Entries for labeling object positions
-- START --
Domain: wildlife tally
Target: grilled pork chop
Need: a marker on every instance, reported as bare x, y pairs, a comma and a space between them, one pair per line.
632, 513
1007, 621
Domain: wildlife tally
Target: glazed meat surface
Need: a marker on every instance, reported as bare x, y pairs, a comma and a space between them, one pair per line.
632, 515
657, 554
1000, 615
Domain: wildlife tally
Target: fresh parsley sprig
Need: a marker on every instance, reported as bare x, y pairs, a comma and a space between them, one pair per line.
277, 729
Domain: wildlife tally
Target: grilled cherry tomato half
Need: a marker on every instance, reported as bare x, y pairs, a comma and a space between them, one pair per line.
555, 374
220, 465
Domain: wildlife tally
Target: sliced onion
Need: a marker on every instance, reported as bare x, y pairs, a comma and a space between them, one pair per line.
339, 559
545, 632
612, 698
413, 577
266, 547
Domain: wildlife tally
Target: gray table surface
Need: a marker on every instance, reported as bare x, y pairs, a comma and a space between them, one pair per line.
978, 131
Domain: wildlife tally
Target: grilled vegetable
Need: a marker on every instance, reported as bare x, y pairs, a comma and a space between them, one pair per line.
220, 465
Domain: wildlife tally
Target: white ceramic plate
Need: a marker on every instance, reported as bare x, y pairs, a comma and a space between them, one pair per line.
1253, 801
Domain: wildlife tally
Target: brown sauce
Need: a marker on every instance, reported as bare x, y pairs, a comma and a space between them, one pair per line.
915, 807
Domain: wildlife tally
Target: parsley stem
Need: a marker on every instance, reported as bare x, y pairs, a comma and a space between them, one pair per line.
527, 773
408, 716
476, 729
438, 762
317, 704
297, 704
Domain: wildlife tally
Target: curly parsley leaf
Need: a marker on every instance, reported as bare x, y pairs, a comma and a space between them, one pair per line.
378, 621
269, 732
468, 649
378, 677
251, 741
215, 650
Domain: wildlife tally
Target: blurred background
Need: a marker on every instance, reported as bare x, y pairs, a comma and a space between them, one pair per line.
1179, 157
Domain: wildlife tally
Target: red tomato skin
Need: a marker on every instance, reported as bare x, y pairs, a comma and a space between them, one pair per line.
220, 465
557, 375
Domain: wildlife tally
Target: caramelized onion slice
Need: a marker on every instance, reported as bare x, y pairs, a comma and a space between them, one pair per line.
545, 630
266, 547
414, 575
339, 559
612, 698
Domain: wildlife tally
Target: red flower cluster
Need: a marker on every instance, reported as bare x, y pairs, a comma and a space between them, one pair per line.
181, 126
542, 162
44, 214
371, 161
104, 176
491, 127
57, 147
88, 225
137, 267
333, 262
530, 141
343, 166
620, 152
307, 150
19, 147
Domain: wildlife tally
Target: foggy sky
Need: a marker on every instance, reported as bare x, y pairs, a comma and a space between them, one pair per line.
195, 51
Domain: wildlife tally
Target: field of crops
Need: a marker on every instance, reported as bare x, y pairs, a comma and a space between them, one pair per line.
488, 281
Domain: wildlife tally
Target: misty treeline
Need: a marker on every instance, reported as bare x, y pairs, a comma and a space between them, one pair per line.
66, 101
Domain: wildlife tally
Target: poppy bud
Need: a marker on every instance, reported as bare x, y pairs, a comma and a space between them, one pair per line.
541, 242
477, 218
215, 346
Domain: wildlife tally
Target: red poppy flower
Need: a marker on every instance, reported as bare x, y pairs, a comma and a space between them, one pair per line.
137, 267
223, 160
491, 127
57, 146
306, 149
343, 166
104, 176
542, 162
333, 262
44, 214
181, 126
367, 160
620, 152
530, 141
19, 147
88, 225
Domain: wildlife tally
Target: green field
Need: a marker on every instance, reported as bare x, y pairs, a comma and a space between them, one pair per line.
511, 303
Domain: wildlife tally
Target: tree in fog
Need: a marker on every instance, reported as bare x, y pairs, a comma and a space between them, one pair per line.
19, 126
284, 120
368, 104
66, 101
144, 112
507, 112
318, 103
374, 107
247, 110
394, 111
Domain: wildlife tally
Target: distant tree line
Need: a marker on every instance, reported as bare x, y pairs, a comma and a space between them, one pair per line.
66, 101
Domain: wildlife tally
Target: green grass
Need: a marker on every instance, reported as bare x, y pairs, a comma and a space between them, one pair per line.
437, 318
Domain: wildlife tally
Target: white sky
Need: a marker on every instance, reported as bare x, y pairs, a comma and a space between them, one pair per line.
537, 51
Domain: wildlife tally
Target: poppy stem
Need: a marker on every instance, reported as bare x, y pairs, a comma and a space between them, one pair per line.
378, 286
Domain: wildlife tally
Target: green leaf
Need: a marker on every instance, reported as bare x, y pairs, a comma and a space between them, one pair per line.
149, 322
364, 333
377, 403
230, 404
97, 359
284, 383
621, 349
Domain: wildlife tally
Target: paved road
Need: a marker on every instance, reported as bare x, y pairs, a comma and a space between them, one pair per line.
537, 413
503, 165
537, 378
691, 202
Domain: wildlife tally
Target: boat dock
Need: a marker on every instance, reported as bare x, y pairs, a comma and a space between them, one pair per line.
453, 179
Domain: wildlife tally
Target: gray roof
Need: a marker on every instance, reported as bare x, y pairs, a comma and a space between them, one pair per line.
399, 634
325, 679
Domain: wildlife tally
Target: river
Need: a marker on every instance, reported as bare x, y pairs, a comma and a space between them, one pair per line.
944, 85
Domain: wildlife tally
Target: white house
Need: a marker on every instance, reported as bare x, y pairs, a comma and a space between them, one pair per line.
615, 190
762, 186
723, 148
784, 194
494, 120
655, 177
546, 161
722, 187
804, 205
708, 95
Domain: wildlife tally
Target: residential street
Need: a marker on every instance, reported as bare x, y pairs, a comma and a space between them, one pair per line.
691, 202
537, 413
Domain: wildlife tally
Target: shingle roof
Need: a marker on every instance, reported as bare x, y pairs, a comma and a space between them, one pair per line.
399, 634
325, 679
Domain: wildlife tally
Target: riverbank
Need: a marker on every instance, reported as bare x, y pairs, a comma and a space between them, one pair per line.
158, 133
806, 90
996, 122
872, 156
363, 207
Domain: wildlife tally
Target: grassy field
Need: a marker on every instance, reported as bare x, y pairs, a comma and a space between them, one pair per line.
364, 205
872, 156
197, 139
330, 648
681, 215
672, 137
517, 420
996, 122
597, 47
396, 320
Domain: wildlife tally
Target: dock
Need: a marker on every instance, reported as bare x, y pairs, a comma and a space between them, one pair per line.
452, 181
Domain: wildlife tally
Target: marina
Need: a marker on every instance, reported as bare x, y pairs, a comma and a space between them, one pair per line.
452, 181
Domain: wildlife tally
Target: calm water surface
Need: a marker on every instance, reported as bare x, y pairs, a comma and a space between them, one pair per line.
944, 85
-- END --
EXERCISE REQUIREMENTS >> Please pick out every line of the material above that contains the word "parsley", and copy those lines. Count a line only if the case matches.

TASK SOLUTION >>
Target: fresh parsley sprig
Target: parsley stem
Target: curly parsley leaf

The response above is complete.